EXERCISE OBJECTIVE:
All of the material below is to be retyped exactly.

GIVEN DATA:
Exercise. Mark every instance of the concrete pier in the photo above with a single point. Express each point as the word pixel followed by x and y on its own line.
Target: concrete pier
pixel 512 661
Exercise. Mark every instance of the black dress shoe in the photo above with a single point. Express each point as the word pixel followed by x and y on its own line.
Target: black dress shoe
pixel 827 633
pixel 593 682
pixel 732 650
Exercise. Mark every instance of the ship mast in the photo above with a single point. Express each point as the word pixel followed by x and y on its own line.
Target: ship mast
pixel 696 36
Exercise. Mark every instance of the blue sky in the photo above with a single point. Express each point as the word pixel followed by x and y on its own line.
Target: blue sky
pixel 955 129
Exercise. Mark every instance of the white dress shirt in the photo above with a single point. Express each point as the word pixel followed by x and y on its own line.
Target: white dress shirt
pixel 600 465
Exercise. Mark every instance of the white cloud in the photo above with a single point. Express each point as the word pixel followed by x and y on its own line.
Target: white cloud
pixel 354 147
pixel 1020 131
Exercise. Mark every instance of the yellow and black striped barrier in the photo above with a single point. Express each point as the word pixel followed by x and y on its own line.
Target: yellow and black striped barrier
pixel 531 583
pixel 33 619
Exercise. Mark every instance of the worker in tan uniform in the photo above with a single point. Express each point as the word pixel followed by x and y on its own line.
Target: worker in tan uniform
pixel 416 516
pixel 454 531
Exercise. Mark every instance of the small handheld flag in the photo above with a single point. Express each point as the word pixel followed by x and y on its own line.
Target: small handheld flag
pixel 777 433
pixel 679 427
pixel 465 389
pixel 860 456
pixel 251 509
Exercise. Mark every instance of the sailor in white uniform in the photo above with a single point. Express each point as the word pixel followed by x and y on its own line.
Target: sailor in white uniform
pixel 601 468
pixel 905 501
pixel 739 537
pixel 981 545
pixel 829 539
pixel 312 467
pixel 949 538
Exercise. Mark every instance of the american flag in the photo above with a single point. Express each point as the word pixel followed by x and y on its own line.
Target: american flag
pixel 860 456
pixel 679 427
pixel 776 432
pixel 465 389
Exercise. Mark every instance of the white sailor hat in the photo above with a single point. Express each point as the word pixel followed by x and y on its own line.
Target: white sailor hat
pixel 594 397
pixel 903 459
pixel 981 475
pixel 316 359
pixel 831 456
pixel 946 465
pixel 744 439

SOLVED EXERCISE:
Exercise. Mark every instance of the concrete pier in the photo above with a single point. Express each point as the word pixel followed by x and y on its own line.
Target: concrete pier
pixel 512 661
Exercise. Mark every instance of the black dress shoe in the photo above with a single point. Express each point as the word pixel followed by x and y on its own line.
Target: black dress shoe
pixel 827 633
pixel 593 682
pixel 732 650
Exercise. Mark every instance of the ship mast in the photo above with a single point. Express each point as the word pixel followed by x and y on its own line.
Target: ship mast
pixel 696 36
Exercise. Mark every instance of the blue sky in the photo above with a single point. Express each point as the word pixel followed by x and y on its own line.
Target: blue sky
pixel 955 129
Exercise. Mark every instance of the white dress shirt in the photo above with a single point. Express each point as the word pixel followed by x and y on its own line.
Target: white dress shirt
pixel 600 465
Exercise. Mark every instance of the white cloud in the photo above with a single point. Express each point as the word pixel followed by x and y on its own line.
Target: white cloud
pixel 354 147
pixel 1020 131
Exercise. Mark every instance of the yellow and black striped barrier in the photo above with a single point. Express each point as the word pixel followed by x and y on its own line.
Target: yellow and black striped barrier
pixel 531 583
pixel 33 619
Exercise. Mark every instance of the worker in tan uniform in the photo above with a single point. Express each point as the word pixel followed by x and y on its own line.
Target: worker in tan uniform
pixel 416 516
pixel 454 531
Exercise. Mark every instance of the small handheld flag in the photo above with a single point. Express each point as the word pixel followed by x and y on its own line.
Target: small handheld flag
pixel 777 433
pixel 679 427
pixel 465 389
pixel 860 456
pixel 251 509
Exercise. Mark every instance of the sailor in white uniform in the photo above with a single point. Express each point as the word pixel followed by x and y on its own line.
Target: sailor in white uniform
pixel 601 468
pixel 905 501
pixel 739 537
pixel 981 545
pixel 829 539
pixel 312 467
pixel 949 538
Exercise. Mark every instance of the american flag in the photo above with a single point. Express each point as the word pixel followed by x and y on its own line.
Target: american flag
pixel 860 456
pixel 679 427
pixel 776 432
pixel 465 389
Exercise. Mark every instance of the white sailor hat in the photo above with a single point. Express each point as the word pixel followed by x and y on its own line.
Target: white sailor hat
pixel 594 397
pixel 903 459
pixel 981 475
pixel 316 359
pixel 831 456
pixel 946 465
pixel 744 439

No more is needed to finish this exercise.